> _PROBLEM REQUIREMENTS_
Output the records from the line with "wanted | a marker on every instance of the metal canopy" to the line with "target: metal canopy", both included, as a JSON list of strings with one string per line and no blank lines. Leave the pictures out of the list.

BEGIN DATA PROVIDED

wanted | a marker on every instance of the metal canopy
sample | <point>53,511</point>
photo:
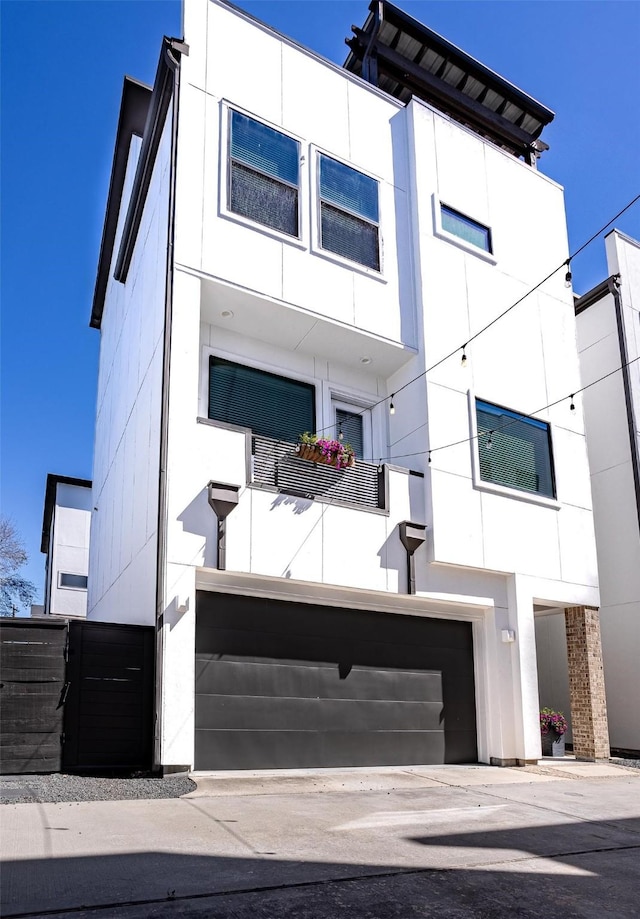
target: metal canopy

END DATA PROVIDED
BEGIN DATA PROVIDED

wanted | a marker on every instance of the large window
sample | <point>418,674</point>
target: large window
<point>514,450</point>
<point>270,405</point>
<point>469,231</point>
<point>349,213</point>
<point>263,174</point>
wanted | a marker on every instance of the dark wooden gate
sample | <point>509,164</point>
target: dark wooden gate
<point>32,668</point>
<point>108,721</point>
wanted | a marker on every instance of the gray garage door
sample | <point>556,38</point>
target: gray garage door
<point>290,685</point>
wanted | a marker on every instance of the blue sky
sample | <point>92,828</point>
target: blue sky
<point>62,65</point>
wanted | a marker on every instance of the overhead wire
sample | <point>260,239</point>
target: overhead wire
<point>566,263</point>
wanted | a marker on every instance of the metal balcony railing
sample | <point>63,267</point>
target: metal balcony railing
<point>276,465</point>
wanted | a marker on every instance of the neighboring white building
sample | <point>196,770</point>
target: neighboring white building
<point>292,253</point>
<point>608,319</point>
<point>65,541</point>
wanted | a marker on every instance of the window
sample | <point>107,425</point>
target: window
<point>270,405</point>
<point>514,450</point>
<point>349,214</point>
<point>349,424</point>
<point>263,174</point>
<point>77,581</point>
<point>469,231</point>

END DATA PROVIDED

> _RESULT OF THIS EXERCISE_
[
  "wanted | a marker on every instance of the metal canopy",
  "sample | <point>53,511</point>",
  "photo:",
  "target: metal canopy"
]